Consigne donnée 1
Veuillez présenter sous forme de liste JSON de chaînes, une chaîne par ligne et sans les lignes vides, uniquement les lignes des enregistrements allant du début des enregistrements jusqu'à la ligne contenant « point(35, 129) », ces deux bornes comprises.
· · · ·
Que le chœur devienne protagoniste

2001.
Une exposition d’Abel Robino

à l’ Espace Paul Eluard – Ville de Stains – septembre – octobre 2001


Vidéo : René Dávila
Photographies Fernando Orellana
Artis Diffusion


Pour préparer cette exposition, depuis près d’une année, nous avons avec Abel Robino, longuement parlé de son travail et de la manière de vous le montrer.

Nous avons écarté les expositions bilans : la rétrospective avec son caractère testamentaire, et le choix d’oeuvre honorifique ou pédagogique.

Puisque son travail est présenté dans la ville où il vit et travaille, à Stains en Seine Saint Denis, et que nombreux seront les visiteurs qui sont aussi ses voisins, nous avons décidé de montrer l’état de sa création au moment de l’exposition, aujourd’hui.

C’est dans cette démarche qu’Abel Robino a choisi les oeuvres et le titre Que le chœur devienne protagoniste, qui les rassemble.
· · · ·
Consigne donnée 2
Répondez à ces questions sur le texte consacré à l'exposition :
(a) Dans quel lieu l'exposition est-elle présentée ?
(b) Qui a réalisé la vidéo ?
(c) Depuis combien de temps l'exposition est-elle en préparation ?
· · · ·
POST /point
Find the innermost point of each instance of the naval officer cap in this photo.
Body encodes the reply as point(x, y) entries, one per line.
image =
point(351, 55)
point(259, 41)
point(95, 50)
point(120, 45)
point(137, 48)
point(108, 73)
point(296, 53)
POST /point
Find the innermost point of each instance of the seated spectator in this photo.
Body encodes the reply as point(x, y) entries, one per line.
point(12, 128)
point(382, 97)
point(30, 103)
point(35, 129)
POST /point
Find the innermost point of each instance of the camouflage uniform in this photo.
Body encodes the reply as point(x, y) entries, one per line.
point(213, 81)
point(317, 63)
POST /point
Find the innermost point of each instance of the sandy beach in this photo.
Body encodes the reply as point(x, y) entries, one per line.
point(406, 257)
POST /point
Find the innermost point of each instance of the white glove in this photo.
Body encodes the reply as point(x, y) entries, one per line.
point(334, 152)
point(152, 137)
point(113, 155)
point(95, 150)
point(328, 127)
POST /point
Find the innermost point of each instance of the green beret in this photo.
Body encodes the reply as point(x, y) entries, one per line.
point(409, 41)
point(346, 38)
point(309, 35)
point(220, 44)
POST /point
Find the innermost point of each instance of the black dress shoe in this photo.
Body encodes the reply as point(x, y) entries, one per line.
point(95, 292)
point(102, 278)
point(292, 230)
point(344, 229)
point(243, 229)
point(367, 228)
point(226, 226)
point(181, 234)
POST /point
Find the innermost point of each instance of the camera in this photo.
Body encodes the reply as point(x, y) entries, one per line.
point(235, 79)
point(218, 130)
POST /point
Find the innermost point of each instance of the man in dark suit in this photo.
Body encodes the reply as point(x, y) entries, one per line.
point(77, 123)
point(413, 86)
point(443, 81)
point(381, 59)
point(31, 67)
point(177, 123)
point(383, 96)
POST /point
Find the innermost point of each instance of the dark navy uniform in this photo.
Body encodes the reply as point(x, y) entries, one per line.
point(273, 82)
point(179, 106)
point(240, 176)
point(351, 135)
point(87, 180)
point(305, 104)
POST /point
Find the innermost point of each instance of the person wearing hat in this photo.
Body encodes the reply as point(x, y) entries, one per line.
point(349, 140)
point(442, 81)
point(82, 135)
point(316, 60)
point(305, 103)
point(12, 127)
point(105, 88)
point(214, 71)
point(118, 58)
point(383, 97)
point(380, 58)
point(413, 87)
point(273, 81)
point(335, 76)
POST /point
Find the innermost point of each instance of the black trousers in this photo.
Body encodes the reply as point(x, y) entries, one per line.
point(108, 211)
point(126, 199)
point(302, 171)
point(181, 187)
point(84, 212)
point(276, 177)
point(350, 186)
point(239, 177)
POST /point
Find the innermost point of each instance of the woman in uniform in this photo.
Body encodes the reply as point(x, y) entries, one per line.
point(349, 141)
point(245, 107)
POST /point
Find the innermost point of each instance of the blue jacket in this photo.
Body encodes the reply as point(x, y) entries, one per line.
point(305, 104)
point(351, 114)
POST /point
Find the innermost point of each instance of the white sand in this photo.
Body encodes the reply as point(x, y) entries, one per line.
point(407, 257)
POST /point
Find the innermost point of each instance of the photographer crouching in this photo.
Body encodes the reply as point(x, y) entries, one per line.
· · · ·
Réponse complète 1
[
  "POST /point",
  "Find the innermost point of each instance of the naval officer cap in this photo.",
  "Body encodes the reply as point(x, y) entries, one per line.",
  "image =",
  "point(351, 55)",
  "point(259, 41)",
  "point(95, 50)",
  "point(120, 45)",
  "point(137, 48)",
  "point(108, 73)",
  "point(296, 53)",
  "POST /point",
  "Find the innermost point of each instance of the seated spectator in this photo.",
  "Body encodes the reply as point(x, y) entries, one per line.",
  "point(12, 128)",
  "point(382, 97)",
  "point(30, 103)",
  "point(35, 129)"
]

Réponse complète 2
(a) À l'Espace Paul Eluard, à Stains.
(b) René Dávila.
(c) Depuis près d'une année.